● REQUIRED WORK: Starting with the line that contains "green tree | bbox" and going on through the line that contains "[288,373,399,664]", write out every line in the rows below, requests included, shifting each bounding box coordinate in the answers up by 4. Leave out all lines outside that span.

● MATERIAL FOR THE TASK:
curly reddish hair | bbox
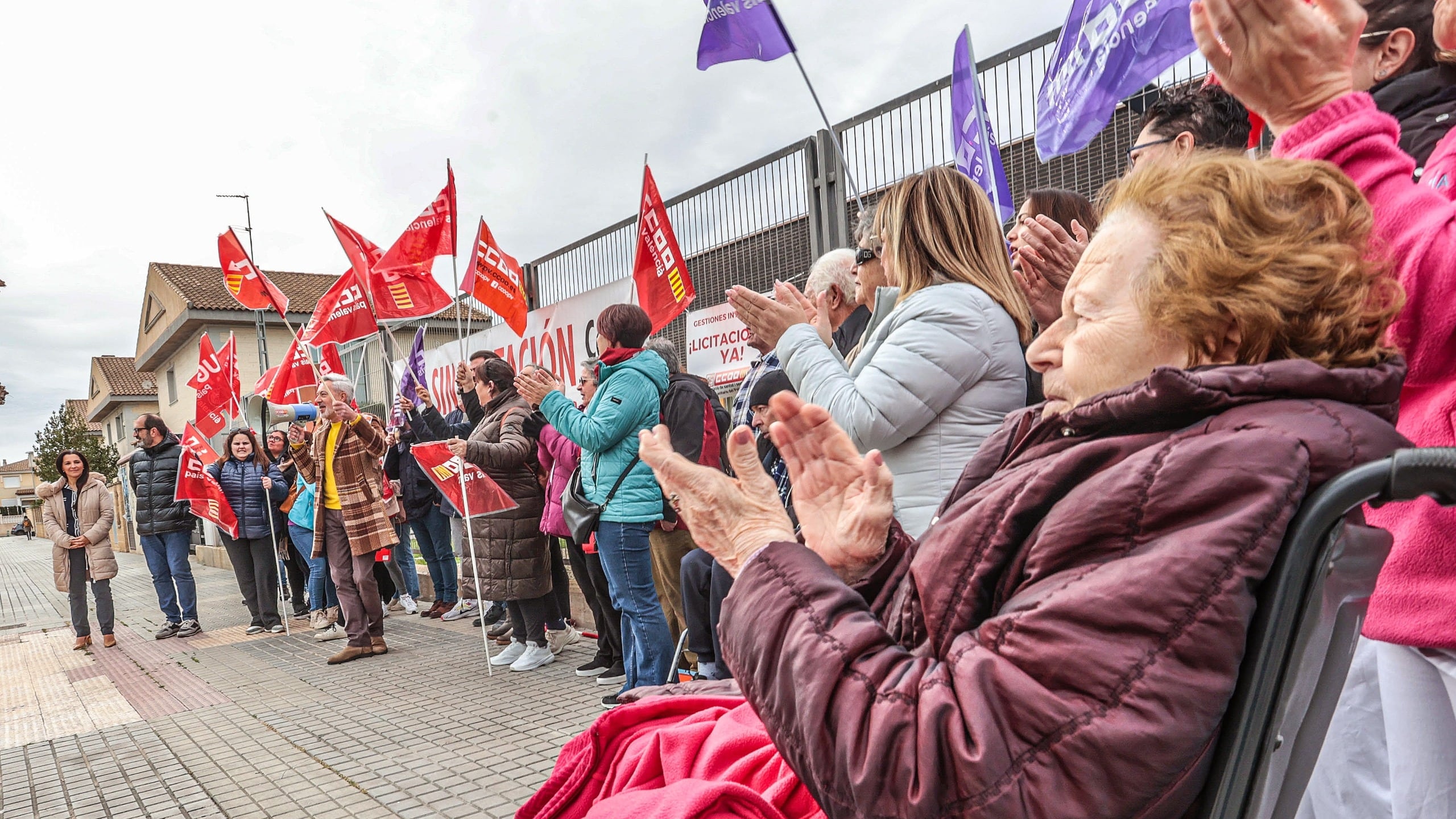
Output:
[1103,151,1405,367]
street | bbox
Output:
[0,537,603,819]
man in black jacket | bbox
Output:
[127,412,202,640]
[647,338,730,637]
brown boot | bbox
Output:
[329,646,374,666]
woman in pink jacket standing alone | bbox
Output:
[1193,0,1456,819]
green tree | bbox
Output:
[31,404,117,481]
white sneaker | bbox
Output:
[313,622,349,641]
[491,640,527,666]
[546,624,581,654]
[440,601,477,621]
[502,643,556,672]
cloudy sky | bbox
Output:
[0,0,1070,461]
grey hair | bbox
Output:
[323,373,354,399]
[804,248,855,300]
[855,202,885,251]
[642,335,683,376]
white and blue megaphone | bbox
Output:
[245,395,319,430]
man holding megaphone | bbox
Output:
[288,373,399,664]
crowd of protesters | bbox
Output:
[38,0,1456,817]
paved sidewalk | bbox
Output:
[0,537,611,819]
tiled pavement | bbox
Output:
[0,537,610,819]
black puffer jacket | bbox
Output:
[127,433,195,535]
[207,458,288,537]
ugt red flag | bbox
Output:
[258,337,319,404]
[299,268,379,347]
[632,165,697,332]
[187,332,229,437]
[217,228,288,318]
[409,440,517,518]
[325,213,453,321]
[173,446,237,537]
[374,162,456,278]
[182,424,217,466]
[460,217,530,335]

● ANSWER BELOW:
green tree | bbox
Output:
[35,408,121,485]
white sneaker | bbox
Output:
[317,626,353,645]
[495,644,531,670]
[550,628,585,658]
[444,605,481,625]
[506,647,560,676]
cloudy sky | bbox
Output:
[4,4,1074,465]
grey hair | bbox
Output:
[327,377,358,403]
[808,252,859,304]
[859,206,889,255]
[646,339,687,380]
white and blue megaphone | bbox
Output:
[249,399,323,434]
man holding megaphone | bbox
Output:
[292,377,403,668]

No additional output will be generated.